**AIM OF THE EXERCISE:**
Please copy the records from the first line up to and including the line with "point(62, 44)", changing "pointer" to "locator" and leaving everything else the same.

Source data:
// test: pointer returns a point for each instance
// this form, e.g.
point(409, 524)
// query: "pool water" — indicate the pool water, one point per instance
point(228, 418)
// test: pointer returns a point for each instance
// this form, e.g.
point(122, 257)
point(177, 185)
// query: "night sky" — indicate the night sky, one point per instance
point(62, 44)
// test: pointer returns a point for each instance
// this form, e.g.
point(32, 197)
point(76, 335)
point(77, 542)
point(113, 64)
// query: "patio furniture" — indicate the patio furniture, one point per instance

**RESULT OF THIS TASK:**
// test: locator returns a point for each instance
// this form, e.g.
point(409, 524)
// query: "pool water" — indicate the pool water, one point per instance
point(228, 418)
// test: locator returns a point for each instance
// this form, e.g.
point(122, 257)
point(177, 185)
// query: "night sky" — indicate the night sky, one point per instance
point(62, 44)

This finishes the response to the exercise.